#### Goal of the exercise:
Decide whether each statement below agrees with the COVID-19 trauma intervention guidance, answering yes or no and quoting the words from it that settle the matter. (a) Clergy and religious leaders should be available to members grieving loved ones lost to COVID-19. (b) Community centers and religious organizations are to help local officials distribute food only. (c) Organizations experienced with underserved populations should leave advocacy for those groups to local health officials.

UYTC COVID Best Practices 05COVID-19 Best Pratices for Trauma Intervention
Community and Faith-Based Organizations
 
Know the signs… be supportive
Living through a global pandemic such a COVID-19 can lead to a range of social, emotional, behavioral, and cognitive problems. It is important that individuals are able to identify the signs that children and youth may be struggling and know the best ways that they can provide support.
  • Local community centers that previously offered mental health and counseling resources for the community should identify ways to reach people in the community to let them know about agencies that are providing telehealth services during this time. 
  • Clergy and religious leaders should be available to support members that are dealing with increased stress or may be grieving the loss of loved ones due to COVID-19.
  • Community centers and religious organizations can coordinate with local officials to assist with distribution of food, protective equipment, etc.
  • If your organization has experience working with underserved populations (e.g. homeless, immigrants, low income, etc.) make sure to advocate for them so that their needs are being addressed by local health officials. Also try to identify any language, cultural, or disability barriers with current resources or services serving community.

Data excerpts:
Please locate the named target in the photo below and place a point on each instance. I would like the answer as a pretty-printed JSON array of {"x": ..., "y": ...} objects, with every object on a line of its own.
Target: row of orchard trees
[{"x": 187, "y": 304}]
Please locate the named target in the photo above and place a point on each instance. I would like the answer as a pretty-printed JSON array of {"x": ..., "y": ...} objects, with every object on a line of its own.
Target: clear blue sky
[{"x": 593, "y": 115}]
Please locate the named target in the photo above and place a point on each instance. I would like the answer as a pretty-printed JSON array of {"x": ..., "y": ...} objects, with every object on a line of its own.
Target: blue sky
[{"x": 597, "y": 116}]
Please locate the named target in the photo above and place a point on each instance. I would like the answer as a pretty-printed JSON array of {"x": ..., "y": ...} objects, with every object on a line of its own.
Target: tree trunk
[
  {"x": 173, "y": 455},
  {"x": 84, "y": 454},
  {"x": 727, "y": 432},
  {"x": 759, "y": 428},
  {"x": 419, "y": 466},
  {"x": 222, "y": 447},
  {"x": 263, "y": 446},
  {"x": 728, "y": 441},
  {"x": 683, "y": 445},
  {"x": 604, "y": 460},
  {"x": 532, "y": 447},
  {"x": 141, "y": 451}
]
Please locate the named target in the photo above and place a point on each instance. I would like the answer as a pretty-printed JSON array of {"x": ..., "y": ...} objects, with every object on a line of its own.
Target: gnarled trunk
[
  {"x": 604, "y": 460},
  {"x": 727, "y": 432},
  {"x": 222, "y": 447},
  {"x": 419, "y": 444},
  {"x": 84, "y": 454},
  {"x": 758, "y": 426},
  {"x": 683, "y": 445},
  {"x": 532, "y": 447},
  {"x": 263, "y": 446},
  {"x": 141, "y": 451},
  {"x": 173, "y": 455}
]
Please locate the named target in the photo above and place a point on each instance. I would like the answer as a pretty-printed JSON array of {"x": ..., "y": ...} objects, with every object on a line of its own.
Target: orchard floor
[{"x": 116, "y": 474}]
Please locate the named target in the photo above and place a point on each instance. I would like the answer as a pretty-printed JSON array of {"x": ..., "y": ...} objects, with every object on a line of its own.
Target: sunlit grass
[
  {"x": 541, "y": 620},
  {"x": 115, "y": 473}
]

#### Expected answer:
(a) Yes: "Clergy and religious leaders should be available to support members that are dealing with increased stress or may be grieving the loss of loved ones due to COVID-19."
(b) No: "assist with distribution of food, protective equipment, etc."
(c) No: "make sure to advocate for them so that their needs are being addressed by local health officials."